→ What is required:
Please write the data out once more, exactly as it is given.
━━━━━ Extracted data ━━━━━
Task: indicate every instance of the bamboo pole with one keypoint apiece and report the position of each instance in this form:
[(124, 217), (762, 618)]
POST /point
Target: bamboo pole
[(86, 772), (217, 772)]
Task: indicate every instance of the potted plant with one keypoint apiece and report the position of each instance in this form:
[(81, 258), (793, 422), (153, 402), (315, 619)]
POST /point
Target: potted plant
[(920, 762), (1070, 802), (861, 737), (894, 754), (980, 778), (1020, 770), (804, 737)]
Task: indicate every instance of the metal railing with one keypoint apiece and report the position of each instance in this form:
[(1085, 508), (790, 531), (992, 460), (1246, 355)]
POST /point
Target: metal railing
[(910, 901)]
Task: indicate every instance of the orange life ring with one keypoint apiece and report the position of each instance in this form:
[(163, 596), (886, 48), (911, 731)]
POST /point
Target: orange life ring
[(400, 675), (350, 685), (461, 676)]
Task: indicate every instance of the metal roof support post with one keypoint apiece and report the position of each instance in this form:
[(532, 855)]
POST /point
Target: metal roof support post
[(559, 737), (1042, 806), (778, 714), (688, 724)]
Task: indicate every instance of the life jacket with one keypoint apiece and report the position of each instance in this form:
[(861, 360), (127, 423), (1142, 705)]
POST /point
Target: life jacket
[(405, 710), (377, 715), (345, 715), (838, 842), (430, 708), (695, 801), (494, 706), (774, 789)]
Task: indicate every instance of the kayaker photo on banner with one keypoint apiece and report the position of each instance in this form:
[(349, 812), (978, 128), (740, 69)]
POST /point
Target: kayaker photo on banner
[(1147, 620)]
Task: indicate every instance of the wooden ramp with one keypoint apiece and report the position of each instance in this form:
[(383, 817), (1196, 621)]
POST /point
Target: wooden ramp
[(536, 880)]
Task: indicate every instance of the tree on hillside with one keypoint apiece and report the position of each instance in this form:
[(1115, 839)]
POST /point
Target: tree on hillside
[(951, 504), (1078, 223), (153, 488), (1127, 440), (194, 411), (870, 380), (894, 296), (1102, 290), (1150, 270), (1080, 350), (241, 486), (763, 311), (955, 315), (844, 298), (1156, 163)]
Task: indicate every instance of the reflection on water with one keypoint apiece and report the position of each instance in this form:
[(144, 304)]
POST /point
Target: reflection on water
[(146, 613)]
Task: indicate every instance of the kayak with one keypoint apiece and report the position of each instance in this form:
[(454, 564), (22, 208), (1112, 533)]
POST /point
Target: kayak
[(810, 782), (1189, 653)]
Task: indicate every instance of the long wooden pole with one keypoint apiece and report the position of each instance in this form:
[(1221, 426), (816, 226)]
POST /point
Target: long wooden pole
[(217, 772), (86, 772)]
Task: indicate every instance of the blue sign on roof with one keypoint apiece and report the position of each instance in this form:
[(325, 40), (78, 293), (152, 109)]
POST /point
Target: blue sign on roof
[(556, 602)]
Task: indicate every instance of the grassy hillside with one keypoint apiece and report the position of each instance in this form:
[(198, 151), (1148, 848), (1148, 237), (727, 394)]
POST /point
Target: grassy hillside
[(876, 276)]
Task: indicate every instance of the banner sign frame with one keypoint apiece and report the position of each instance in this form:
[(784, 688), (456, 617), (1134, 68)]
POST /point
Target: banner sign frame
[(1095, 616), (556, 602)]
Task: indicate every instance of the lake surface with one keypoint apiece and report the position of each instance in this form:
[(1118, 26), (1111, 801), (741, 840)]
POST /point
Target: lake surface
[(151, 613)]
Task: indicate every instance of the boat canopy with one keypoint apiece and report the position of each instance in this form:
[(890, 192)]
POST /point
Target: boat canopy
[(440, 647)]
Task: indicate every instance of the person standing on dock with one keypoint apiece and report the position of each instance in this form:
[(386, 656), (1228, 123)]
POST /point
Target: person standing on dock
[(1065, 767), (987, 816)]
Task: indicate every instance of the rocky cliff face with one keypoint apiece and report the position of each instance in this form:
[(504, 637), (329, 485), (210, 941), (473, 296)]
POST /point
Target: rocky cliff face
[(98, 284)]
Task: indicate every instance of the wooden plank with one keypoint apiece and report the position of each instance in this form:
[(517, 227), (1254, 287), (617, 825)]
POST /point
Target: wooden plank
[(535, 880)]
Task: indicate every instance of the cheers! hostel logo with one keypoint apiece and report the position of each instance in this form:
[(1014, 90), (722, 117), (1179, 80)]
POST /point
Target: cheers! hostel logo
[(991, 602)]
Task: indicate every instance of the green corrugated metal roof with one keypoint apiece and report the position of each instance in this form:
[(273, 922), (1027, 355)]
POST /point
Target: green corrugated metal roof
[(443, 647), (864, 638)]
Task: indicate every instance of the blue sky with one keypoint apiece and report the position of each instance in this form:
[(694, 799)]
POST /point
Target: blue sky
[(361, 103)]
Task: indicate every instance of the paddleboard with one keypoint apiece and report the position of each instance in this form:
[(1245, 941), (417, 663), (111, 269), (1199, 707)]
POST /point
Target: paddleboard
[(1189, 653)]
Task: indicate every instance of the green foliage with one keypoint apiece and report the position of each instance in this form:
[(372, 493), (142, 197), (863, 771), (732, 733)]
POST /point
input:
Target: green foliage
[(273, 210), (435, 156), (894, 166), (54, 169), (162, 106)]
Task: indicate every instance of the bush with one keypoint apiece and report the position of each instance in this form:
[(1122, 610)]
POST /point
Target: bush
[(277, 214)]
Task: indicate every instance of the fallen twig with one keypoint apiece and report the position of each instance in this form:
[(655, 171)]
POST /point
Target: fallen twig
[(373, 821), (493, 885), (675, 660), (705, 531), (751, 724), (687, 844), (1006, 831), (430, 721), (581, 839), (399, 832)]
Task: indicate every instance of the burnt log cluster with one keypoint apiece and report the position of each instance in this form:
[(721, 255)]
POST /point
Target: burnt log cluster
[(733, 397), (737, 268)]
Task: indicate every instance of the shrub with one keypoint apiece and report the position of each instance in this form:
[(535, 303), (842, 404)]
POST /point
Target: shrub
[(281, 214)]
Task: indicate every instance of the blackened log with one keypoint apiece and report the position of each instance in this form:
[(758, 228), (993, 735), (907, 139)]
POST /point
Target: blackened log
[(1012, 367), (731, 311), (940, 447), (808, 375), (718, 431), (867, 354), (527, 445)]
━━━━━
→ Solution:
Task: indicate every instance of the bamboo pole with one keypoint apiece and report the position of each instance in this form:
[(124, 217), (762, 618)]
POST /point
Target: bamboo pole
[(86, 772), (217, 772)]
Task: indicate every instance of the potted plant with one keypoint apiece and report the position of each instance in this form:
[(81, 258), (793, 422), (153, 402), (315, 619)]
POST /point
Target: potted plant
[(920, 762), (1070, 802), (861, 737), (894, 754), (980, 778), (1020, 770), (804, 737)]
Task: indicate every instance of the metal railing with one keypoint apiece and report the position of each instance in this form:
[(1085, 508), (790, 531), (992, 460), (1246, 355)]
POST /point
Target: metal railing
[(910, 901)]
Task: indicate every instance of the orange life ring with one keypoint apiece and report the position of each instance in this form:
[(163, 596), (886, 48), (911, 731)]
POST /point
Target: orange life ring
[(400, 675), (350, 685), (461, 676)]
Task: indicate every instance of the metal roof support post with one keypoint apiece and report the position of each instance in this form:
[(532, 855)]
POST /point
Target: metal roof support post
[(559, 737), (1042, 806), (778, 714), (688, 724)]
Task: indicate every instance of the life jacket with one keypoint apiece and report the position of each instance in this form:
[(861, 360), (127, 423), (1142, 705)]
POST /point
Target: life jacket
[(405, 710), (377, 715), (345, 715), (838, 842), (430, 708), (695, 801), (494, 706), (774, 789)]
Task: indicate every instance of the kayaker photo on banner with one keypoint apiece and report the position of each instance in this form:
[(349, 812), (978, 128), (740, 69)]
POST /point
Target: kayaker photo on banner
[(1147, 620)]
Task: indicate every instance of the wooden ramp with one keypoint apiece and report the position of each instance in this form:
[(383, 817), (1196, 621)]
POST /point
Target: wooden ramp
[(536, 880)]
Task: indicate every instance of the tree on hillside with one keypoint apiece and report the position of each instance in this form:
[(1115, 839)]
POST /point
Target: tree on hillside
[(951, 504), (1078, 223), (153, 488), (1127, 440), (194, 411), (870, 380), (894, 296), (1102, 290), (1150, 270), (1080, 350), (241, 486), (763, 311), (955, 315), (844, 298), (1156, 163)]
Task: indicate every instance of the reflection on water with one keypoint apiece and report the position of each instance in this form:
[(144, 304)]
POST /point
Target: reflection on water
[(146, 613)]
Task: indicate every instance of the kayak with one keypoint apiece and report the position of each instance in this form:
[(454, 564), (22, 208), (1112, 533)]
POST /point
Target: kayak
[(810, 782), (1189, 653)]
Task: indicate every instance of the long wooden pole with one keypoint apiece and report the position of each instance in this form:
[(1221, 426), (816, 226)]
POST /point
Target: long wooden pole
[(217, 772), (86, 772)]
Task: indicate every instance of the blue sign on roof with one keypoint apiece and report the position of each instance in this form:
[(325, 40), (78, 293), (152, 109)]
POST /point
Target: blue sign on roof
[(556, 602)]
Task: indicate every instance of the grassy hillside with one keypoint apiece and report the position of each instance in this form:
[(198, 151), (1148, 848), (1148, 237), (727, 394)]
POST /point
Target: grassy hillside
[(876, 276)]
Task: indicate every instance of the banner sign frame with one keypoint apiece and report the position of each instance in this form:
[(784, 688), (456, 617), (1134, 68)]
POST /point
Target: banner sign frame
[(1095, 616), (556, 602)]
Task: indicate every instance of the lake surface with one keypoint apiece and report the position of each instance in this form:
[(1118, 26), (1111, 801), (741, 840)]
POST /point
Target: lake surface
[(151, 613)]
Task: indicate every instance of the boat canopy with one keypoint apiece and report the position of each instance in this form:
[(890, 192)]
POST /point
Target: boat canopy
[(440, 647)]
Task: indicate every instance of the person standing on dock with one keypoint apiece and report the position of each instance in this form:
[(386, 656), (1228, 123)]
POST /point
Target: person standing on dock
[(1065, 767), (987, 816)]
Task: indicate every instance of the rocky cliff face with one keypoint apiece and report the position of each instance in this form:
[(504, 637), (329, 485), (210, 941), (473, 296)]
POST /point
Target: rocky cliff face
[(98, 284)]
Task: indicate every instance of the wooden plank with one keypoint apiece and report the position of each instance in this form:
[(517, 227), (1254, 287), (617, 825)]
POST /point
Target: wooden plank
[(535, 880)]
Task: indicate every instance of the cheers! hostel logo with one keypoint apiece and report the position of each instance in this form:
[(1014, 90), (722, 117), (1179, 80)]
POST /point
Target: cheers! hostel logo
[(991, 602)]
Task: indicate every instance of the green corrugated metal roof with one keypoint apiece and report the position of each instance in this form:
[(273, 922), (1027, 355)]
POST /point
Target: green corrugated metal roof
[(443, 647), (864, 638)]
Task: indicate every instance of the blue sky with one keypoint apiece and report the position of each instance in this form:
[(694, 799)]
POST /point
Target: blue sky
[(361, 103)]
Task: indicate every instance of the paddleboard with one keypoint apiece and report the position of each instance in this form:
[(1245, 941), (417, 663), (111, 269), (1199, 707)]
POST /point
Target: paddleboard
[(1189, 653)]
Task: indicate every instance of the green foliage with one keypoint apiece and report the position of each instance in this form:
[(372, 493), (142, 197), (863, 771), (732, 733)]
POST /point
input:
Target: green foliage
[(273, 210), (435, 156), (894, 166), (54, 169), (162, 106)]
Task: indicate every instance of the bush with one keypoint apiece and report the position of each instance in this form:
[(1122, 610)]
POST /point
Target: bush
[(277, 214)]
Task: indicate every instance of the fallen twig with one keypoint apiece and report the position of each instance in this form:
[(655, 171)]
POST /point
Target: fallen twig
[(373, 821), (493, 885), (675, 660), (705, 531), (751, 724), (687, 844), (1006, 831), (430, 721), (581, 839), (399, 832)]
Task: indicate every instance of the burnt log cluster with one keypoint apiece and report the position of each instance in this form:
[(721, 255)]
POST /point
Target: burnt log cluster
[(733, 397), (737, 268)]
Task: indicate every instance of the shrub with one keypoint apiece and report the position of each instance in this form:
[(535, 303), (842, 404)]
POST /point
Target: shrub
[(281, 214)]
Task: indicate every instance of the blackened log with one keypoint apiece and report the position of each instance in this form:
[(758, 228), (993, 735), (907, 139)]
POST /point
Target: blackened log
[(1012, 367), (731, 311), (940, 447), (808, 375), (718, 431), (867, 354), (527, 445)]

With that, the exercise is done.